Region pointing data
BEGIN
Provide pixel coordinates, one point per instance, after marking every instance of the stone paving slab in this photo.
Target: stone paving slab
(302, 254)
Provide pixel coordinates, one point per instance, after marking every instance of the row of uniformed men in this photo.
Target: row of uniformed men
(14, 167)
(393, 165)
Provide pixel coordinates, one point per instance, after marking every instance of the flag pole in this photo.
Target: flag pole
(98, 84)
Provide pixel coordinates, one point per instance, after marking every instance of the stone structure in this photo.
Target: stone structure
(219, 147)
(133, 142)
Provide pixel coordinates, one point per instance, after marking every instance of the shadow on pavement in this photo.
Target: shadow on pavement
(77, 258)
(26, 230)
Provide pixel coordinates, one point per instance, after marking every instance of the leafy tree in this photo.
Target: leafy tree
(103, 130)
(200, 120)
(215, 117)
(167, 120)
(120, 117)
END
Try it:
Each line of the data should be transcribed exactly.

Answer:
Provide pixel coordinates, one point per instance, after marking every instance of the stone paving slab in this photo.
Target: stone paving slab
(302, 254)
Provide pixel coordinates, one point per instance, after marking every instance of the row of uniformed men in this photo.
Target: row of uniformed men
(14, 167)
(393, 165)
Provide pixel coordinates, one point per instance, after marking every instance of the flag pole in this photo.
Target: flag pole
(98, 84)
Provide pixel coordinates, one point per instance, after marking every instance of the stone structure in this photo.
Target: stone structure
(219, 147)
(133, 142)
Provide pixel coordinates, one point per instance, after marking every instance of the shadow on pavement in this photo.
Target: shadow on pavement
(77, 258)
(26, 230)
Provide pixel coordinates, one point per instance, after marking every instance of the leafy tree in this photo.
Target: leafy tree
(103, 130)
(200, 120)
(215, 117)
(167, 120)
(120, 117)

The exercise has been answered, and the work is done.